*Work to be completed*: Report each line of the listing below that contains the word "shoe", copying every such line in full.

## BEGIN Record excerpts

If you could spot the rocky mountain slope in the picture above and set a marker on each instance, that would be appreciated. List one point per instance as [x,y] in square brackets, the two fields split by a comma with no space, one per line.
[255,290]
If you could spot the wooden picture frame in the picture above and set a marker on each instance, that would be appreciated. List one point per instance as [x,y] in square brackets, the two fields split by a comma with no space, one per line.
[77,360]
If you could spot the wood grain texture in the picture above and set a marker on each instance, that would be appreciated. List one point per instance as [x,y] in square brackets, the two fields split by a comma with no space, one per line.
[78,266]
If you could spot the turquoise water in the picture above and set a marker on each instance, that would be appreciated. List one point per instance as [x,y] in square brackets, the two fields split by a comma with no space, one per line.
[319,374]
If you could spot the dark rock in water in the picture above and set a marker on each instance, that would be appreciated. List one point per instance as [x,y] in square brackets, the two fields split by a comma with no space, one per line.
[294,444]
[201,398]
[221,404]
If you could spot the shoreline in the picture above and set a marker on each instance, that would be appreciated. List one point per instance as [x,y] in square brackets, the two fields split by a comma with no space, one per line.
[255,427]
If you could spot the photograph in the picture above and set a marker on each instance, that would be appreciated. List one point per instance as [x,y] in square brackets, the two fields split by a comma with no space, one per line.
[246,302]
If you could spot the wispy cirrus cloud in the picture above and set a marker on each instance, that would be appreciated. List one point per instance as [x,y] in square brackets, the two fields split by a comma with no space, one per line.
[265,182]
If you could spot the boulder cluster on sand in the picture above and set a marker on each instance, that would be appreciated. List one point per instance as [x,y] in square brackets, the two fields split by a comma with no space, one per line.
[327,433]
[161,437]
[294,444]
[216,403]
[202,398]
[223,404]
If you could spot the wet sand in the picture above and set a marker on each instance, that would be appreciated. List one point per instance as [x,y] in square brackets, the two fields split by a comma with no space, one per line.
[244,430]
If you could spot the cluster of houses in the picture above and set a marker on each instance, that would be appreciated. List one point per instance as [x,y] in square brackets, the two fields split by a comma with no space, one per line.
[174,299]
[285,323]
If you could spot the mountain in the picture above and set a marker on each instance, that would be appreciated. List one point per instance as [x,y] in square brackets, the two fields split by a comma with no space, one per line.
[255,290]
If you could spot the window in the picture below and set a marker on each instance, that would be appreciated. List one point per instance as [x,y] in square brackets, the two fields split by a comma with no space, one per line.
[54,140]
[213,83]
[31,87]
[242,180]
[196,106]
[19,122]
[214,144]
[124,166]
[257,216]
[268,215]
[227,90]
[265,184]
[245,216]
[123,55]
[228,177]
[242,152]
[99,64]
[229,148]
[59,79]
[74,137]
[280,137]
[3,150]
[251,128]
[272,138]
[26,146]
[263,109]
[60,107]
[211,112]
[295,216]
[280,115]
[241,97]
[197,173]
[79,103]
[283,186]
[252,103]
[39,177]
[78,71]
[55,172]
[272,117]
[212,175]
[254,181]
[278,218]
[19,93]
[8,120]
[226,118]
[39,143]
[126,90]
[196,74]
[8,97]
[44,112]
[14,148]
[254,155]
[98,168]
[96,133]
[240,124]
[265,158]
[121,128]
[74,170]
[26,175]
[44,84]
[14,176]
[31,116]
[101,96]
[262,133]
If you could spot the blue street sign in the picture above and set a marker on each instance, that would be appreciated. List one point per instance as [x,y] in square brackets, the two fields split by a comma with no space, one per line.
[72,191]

## END Record excerpts
## BEGIN Record excerpts

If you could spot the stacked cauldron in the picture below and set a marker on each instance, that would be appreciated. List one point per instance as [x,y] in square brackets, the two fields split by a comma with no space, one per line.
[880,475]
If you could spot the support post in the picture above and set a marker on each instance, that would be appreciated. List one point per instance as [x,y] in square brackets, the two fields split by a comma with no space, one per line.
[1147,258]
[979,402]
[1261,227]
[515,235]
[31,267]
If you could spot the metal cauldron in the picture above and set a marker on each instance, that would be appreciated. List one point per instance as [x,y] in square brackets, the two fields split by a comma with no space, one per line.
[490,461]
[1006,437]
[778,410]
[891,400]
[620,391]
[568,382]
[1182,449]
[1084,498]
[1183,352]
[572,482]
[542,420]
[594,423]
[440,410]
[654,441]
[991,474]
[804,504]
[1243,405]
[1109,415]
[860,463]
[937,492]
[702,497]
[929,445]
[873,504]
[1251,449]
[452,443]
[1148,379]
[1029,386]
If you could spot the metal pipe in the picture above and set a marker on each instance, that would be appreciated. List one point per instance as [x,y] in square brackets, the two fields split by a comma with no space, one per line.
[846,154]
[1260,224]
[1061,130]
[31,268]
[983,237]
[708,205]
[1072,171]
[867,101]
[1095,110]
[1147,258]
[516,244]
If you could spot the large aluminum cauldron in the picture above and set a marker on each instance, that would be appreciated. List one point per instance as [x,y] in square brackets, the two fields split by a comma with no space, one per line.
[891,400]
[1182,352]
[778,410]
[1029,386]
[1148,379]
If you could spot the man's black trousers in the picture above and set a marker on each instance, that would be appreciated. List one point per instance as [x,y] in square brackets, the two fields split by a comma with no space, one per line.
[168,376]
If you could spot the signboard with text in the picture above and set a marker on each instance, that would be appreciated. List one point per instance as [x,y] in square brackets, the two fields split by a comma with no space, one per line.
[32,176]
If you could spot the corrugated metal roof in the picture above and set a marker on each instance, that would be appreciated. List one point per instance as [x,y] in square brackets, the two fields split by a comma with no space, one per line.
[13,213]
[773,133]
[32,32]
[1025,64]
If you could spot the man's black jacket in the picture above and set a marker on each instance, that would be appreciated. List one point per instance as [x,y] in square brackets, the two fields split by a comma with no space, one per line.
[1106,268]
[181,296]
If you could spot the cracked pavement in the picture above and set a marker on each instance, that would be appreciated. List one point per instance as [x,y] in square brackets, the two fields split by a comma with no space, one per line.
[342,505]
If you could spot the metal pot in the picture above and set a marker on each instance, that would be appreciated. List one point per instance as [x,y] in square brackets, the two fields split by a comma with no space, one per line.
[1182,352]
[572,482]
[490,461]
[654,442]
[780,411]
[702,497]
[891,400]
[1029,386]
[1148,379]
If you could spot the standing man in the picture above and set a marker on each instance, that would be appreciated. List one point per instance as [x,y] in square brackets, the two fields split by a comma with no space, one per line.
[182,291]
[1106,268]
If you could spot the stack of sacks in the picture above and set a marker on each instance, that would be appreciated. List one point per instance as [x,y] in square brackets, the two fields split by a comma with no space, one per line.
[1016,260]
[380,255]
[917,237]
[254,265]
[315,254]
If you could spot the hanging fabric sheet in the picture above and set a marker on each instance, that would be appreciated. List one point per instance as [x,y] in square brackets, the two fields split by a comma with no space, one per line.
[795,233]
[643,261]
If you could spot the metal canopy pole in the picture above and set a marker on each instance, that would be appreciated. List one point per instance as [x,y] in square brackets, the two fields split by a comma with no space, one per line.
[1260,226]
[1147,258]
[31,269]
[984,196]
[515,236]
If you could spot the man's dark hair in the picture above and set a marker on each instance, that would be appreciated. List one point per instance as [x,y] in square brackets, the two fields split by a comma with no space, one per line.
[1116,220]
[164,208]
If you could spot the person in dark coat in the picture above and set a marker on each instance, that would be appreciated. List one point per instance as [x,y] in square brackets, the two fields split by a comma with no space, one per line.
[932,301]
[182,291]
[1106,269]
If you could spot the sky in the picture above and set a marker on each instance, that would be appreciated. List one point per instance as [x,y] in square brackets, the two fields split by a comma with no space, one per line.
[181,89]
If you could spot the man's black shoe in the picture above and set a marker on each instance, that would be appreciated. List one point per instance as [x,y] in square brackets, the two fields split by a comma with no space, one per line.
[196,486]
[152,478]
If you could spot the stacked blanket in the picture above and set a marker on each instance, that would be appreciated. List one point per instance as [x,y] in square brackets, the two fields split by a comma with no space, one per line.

## END Record excerpts

*Answer to this task*:
If you could spot the man's black shoe in the picture above and set a marker on each instance, that would be appreciated. List one point per instance as [x,y] in square brackets, the two fields split by a comma with no space, one per line.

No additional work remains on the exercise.